■ Problems to work on ■
1. Answer these questions using the Tamar Kaprelian interview:
(a) Who is Tamar Kaprelian playing the show with?
(b) What was the name of the label whose event she was doing when an event coordinator invited her?
(c) Who is given the photo credit?
2. Write out the Tamar Kaprelian interview starting with "Tamar Kaprelian, usually" and going on through "young up-and-coming artists.", swapping "Wednesday" for "Thursday".
3. Continue the Tamar Kaprelian interview from the point where it stops.

■ Supplied text ■
──────

A chat with Tamar Kaprelian

Originally published in the Los Angeles Loyolan. For orignal, please refer to: A chat with Tamar Kaprelian – Los Angeles Loyolan.

Tamar Kaprelian

Photo Credit: Interscope Records

Tamar Kaprelian, usually known by her first name only, is headed to the Living Room on Wednesday for a show with John West. She took some time to talk to the Loyolan about anticipations of playing on a college campus, growing up wanting to be Billy Joel and why the digital movement in music is really an advantage for young up-and-coming artists.

Kevin O’Keeffe: How did you come to play at LMU’s “Live in the Living Room” venue?

Tamar Kaprelian: I was doing an event for this label called Cherrytree Records, and one of your event coordinators was there. She asked, “Would you like to play on our campus?” I said I would love to do it! After all, I’m in L.A., I’ve been to your campus many times. I actually almost went to LMU! And I haven’t actually played many college campuses – this is probably my first.

KO: What are you looking forward to most about playing a college campus?

──────

■ Excerpted data ■
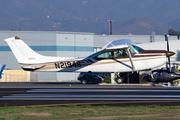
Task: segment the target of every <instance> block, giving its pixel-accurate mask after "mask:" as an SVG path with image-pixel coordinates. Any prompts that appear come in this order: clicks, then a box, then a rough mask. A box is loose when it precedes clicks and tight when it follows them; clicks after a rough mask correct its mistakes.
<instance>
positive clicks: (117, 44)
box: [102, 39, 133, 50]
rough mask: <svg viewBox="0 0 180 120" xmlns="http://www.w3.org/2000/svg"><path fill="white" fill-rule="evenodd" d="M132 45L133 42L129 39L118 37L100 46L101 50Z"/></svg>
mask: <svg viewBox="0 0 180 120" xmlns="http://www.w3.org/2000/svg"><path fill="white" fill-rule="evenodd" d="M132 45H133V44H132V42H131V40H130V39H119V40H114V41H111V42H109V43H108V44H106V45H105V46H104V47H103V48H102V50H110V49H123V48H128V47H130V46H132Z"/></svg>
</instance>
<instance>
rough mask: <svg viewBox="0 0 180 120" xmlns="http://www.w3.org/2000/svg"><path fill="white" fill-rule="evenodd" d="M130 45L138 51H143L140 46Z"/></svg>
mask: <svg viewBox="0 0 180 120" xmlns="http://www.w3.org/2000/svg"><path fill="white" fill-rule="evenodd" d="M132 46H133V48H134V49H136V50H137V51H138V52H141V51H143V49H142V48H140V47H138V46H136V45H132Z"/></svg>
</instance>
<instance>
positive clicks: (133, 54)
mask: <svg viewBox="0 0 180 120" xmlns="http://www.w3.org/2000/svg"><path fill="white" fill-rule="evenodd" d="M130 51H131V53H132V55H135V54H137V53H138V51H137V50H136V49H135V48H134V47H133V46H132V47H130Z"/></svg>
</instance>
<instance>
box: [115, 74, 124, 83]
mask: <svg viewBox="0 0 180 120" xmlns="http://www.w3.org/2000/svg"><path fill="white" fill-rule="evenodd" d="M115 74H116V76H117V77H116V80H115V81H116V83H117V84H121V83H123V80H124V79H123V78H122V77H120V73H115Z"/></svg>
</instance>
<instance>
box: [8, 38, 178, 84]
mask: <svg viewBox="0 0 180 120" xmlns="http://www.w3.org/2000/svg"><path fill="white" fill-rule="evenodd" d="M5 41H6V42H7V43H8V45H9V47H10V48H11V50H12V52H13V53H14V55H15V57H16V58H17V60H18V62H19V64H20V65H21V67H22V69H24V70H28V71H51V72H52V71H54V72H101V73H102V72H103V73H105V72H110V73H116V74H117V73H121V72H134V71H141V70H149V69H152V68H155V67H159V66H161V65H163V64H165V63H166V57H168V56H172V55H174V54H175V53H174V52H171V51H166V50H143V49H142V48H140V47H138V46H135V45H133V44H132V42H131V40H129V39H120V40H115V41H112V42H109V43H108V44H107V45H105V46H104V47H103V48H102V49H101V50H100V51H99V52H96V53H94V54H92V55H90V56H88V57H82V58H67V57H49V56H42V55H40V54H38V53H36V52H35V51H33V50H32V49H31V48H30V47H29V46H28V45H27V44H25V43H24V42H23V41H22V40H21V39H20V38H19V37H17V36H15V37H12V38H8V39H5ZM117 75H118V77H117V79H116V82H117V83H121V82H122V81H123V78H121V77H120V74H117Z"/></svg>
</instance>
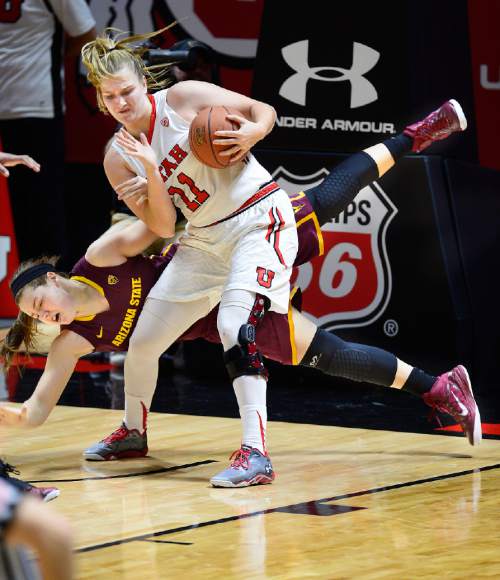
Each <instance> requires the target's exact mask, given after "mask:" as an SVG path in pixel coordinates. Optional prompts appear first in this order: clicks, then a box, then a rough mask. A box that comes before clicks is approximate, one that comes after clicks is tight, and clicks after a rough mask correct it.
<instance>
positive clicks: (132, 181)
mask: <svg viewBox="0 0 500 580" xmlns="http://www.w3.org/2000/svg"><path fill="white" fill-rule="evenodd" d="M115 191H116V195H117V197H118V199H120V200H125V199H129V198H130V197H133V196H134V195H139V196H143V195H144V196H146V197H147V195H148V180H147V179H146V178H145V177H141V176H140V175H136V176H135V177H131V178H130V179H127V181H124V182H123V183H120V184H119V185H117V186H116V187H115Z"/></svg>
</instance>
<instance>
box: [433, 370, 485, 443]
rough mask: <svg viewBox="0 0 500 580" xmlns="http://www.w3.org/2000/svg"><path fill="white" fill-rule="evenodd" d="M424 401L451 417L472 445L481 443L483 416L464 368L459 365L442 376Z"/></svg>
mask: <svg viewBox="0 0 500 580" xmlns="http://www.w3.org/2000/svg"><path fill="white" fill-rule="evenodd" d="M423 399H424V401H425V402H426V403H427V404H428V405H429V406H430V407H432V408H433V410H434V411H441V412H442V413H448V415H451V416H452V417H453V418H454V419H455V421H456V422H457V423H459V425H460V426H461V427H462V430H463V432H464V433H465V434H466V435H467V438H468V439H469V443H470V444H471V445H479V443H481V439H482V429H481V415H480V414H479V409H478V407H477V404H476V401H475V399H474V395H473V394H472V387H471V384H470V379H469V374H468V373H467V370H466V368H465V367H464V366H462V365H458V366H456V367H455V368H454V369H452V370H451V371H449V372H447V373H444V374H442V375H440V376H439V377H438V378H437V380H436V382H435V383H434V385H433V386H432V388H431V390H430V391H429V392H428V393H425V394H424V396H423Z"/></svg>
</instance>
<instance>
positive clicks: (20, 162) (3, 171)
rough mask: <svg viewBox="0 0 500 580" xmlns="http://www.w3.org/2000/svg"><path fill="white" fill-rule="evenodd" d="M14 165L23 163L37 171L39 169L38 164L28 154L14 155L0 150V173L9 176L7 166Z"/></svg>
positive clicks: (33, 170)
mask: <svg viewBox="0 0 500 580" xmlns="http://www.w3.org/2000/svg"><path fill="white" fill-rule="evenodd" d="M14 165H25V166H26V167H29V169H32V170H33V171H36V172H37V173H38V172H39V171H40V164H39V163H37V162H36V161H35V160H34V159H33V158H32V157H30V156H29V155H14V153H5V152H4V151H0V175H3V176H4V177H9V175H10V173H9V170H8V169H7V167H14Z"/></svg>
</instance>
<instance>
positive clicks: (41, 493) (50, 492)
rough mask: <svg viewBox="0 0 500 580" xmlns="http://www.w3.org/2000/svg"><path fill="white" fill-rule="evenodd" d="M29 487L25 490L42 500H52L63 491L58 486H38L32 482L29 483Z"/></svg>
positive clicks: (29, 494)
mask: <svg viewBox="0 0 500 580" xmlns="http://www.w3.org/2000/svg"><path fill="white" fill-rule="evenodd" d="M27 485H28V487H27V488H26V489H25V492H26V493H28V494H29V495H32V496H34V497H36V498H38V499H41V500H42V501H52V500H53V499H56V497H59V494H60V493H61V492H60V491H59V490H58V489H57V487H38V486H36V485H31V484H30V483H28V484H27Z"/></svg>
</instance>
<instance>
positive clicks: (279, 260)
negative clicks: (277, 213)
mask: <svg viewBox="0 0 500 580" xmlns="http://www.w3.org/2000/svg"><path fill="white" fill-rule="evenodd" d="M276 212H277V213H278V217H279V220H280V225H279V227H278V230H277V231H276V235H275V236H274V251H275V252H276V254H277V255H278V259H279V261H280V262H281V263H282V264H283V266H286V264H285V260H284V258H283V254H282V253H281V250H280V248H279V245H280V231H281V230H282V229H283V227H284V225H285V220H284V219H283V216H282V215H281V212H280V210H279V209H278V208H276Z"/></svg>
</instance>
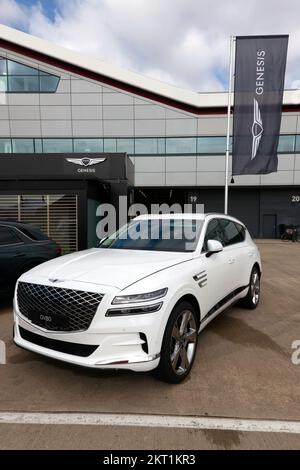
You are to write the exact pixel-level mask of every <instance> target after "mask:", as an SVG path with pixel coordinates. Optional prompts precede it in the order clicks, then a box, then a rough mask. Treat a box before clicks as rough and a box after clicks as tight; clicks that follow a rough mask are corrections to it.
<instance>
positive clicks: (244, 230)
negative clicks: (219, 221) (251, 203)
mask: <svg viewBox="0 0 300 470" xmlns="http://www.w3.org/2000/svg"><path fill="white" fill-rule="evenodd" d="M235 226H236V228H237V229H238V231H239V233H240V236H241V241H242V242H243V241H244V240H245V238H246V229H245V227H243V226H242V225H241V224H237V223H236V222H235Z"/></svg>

──────

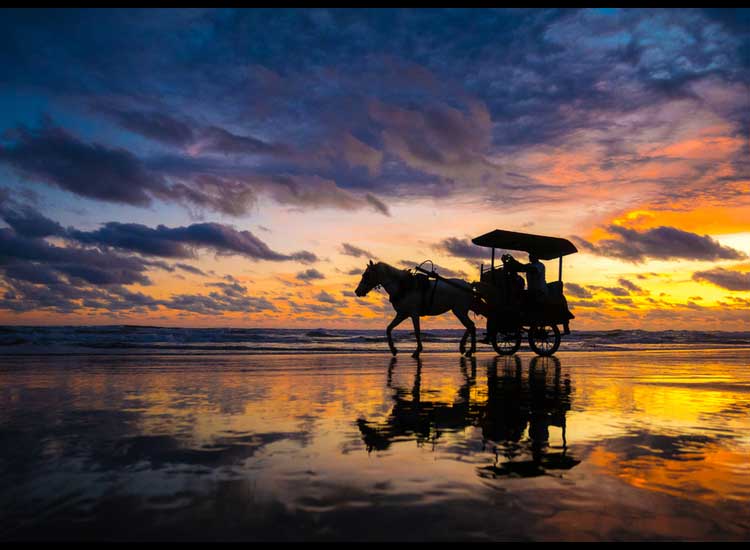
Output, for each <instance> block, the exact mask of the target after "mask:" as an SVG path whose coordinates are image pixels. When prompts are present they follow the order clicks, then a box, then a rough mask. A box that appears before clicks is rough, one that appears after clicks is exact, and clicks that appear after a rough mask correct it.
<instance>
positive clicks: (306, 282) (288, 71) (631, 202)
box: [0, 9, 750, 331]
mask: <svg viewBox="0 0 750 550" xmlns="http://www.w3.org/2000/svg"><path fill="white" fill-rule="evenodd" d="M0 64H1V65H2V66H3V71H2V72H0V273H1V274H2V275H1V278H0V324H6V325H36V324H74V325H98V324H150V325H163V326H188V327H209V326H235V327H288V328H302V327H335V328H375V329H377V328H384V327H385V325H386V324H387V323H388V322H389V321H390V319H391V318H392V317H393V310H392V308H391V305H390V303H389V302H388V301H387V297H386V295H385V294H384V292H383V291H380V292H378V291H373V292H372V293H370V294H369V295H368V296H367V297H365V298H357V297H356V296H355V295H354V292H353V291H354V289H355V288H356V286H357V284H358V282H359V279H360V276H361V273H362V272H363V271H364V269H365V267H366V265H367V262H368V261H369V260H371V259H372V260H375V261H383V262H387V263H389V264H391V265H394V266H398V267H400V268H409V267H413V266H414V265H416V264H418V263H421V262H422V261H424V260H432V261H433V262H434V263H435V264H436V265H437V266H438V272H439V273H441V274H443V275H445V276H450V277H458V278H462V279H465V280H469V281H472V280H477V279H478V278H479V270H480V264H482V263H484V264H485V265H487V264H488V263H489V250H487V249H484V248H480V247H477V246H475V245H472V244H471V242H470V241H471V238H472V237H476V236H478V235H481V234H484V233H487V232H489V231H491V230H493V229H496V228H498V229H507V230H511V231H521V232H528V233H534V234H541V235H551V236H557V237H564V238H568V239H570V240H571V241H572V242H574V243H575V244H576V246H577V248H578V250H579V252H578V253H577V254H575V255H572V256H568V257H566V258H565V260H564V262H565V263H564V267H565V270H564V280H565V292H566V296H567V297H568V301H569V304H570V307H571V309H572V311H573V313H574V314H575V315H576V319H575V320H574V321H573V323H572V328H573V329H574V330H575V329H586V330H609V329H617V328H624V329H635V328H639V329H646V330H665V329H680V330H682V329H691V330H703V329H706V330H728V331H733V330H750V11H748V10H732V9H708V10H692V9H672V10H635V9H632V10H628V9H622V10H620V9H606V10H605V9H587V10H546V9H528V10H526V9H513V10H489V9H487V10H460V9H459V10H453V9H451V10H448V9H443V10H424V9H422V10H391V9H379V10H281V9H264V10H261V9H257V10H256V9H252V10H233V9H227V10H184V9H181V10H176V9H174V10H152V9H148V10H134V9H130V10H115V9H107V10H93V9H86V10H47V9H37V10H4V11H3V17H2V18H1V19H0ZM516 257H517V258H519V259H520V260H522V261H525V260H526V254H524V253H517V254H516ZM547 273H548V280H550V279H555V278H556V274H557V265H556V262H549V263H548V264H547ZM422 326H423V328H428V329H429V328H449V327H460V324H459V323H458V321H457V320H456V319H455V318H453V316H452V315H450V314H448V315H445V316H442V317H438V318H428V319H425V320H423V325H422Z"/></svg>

──────

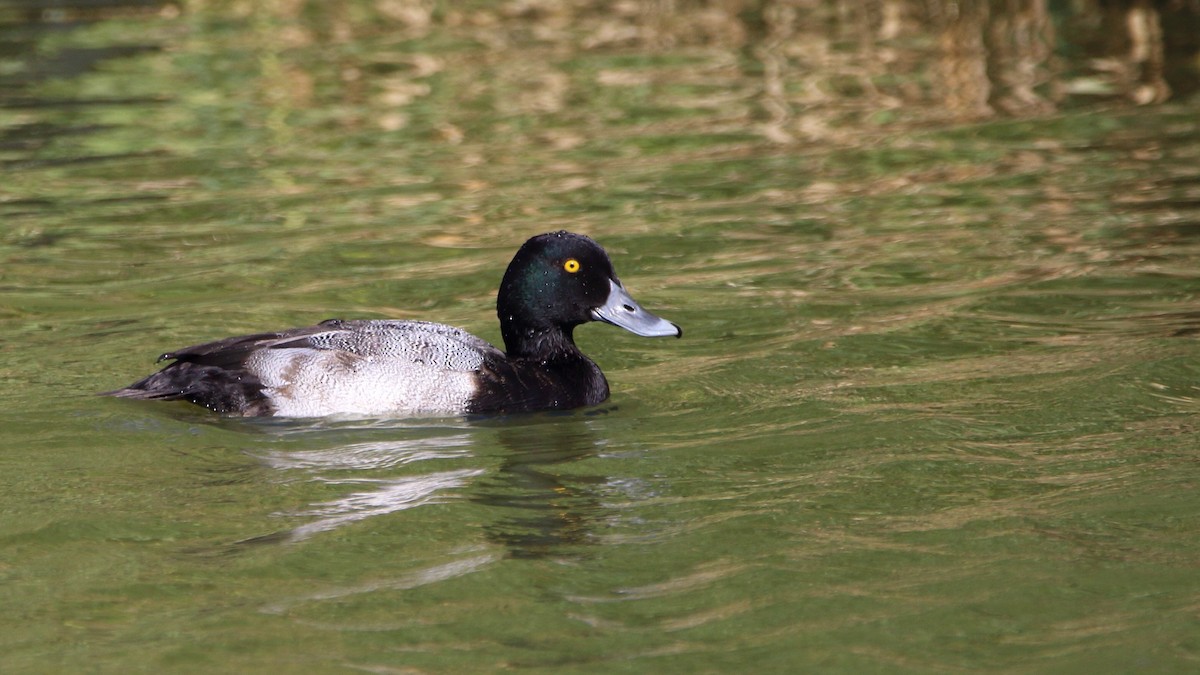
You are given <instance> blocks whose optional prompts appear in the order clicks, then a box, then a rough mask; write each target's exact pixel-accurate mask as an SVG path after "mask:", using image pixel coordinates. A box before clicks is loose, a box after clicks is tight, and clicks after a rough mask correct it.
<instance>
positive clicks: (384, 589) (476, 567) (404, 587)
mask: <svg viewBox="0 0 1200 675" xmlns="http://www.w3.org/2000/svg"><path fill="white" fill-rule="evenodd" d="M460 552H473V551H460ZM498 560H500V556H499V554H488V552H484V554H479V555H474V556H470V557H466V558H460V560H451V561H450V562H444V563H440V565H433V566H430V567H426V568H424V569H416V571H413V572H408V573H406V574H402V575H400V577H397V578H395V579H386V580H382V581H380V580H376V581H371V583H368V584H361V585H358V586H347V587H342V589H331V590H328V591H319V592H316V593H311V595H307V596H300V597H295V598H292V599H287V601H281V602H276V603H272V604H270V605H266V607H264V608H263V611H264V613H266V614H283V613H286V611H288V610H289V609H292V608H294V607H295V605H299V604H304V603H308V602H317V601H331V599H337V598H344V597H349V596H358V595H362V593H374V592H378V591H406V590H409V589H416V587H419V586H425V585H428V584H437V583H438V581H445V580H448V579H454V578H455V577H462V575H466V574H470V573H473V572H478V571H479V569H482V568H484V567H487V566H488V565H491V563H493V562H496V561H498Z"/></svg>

──────

■ Outputs by task ■
1.
(a) John West
(b) Cherrytree Records
(c) Interscope Records

2.
Tamar Kaprelian, usually known by her first name only, is headed to the Living Room on Thursday for a show with John West. She took some time to talk to the Loyolan about anticipations of playing on a college campus, growing up wanting to be Billy Joel and why the digital movement in music is really an advantage for young up-and-coming artists.

3.
TK: Definitely to see the reactions I’ll get from young people my age. I think my music caters to intellectuals, so I think it’s something the kids at LMU will really relate to.

KO: You just mentioned that your music caters to intellectuals. If you had to boil it down, how would one best describe your sound?

TK: Well, that’s a good question. You know, I’m definitely a singer/songwriter, and it’s definitely a pop record. But I grew up idolizing classic ’60s and ’70s songwriters. I basically grew up wanting to be Billy Joel. It’s not a vintage sound, but it definitely has throwback flair, at least a little bit.

KO: What was the one moment in your life when you knew music was your calling?

TK: According to my mom and my dad, I was singing before I was talking. It was something very innate to me. I just knew I was going to get into music, one way or another. It just really organically happened that way.

KO: You’re playing with John West at this event. Did you know of John West, your fellow artist at this concert, previously? Have you ever heard his music?

TK: We have definitely not met. And I haven’t heard his stuff either! I need to check him out!

KO: On the topic of other artists, who would be your dream collaborator?

TK: I think I’d go back and say Billy Joel again. He’s the reason I got into music, after all. Or Sting, maybe. For a more contemporary artist, I’d probably pick Alicia Keys. I think she’s really classy and her music is really beautiful.

KO: What is the experience you want your fans to take away with them after a concert?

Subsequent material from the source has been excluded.